(MATERIAL FOR THIS EXERCISE Opens)
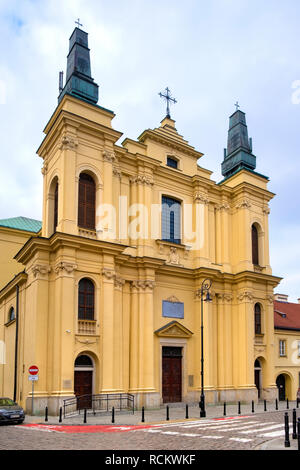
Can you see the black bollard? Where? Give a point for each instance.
(294, 424)
(287, 431)
(143, 414)
(113, 414)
(MATERIAL FOR THIS EXERCISE Closes)
- [PROBLEM]: All of the records above are to be copied exactly, minus the pictures.

- [ANSWER FOR THIS EXERCISE]:
Can you see the black bollard? Where? Give a point for each instance.
(294, 424)
(287, 431)
(143, 414)
(113, 414)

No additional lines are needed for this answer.